Rewrite the lines below with "wooden dining table" renamed to "oak kitchen table" everywhere it occurs. Leave all other text unchanged.

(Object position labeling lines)
........

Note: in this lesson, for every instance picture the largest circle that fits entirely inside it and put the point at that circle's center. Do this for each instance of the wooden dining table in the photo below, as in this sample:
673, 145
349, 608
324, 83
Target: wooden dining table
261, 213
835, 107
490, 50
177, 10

........

# [Complete output]
Note: in this lesson, for every instance picture the largest circle that fits entirely inside it and put the point at that circle's center. Do this for each instance of the oak kitchen table in the photo below, as in this sample:
673, 145
349, 608
324, 83
Target: oak kitchen table
261, 213
835, 107
490, 50
177, 10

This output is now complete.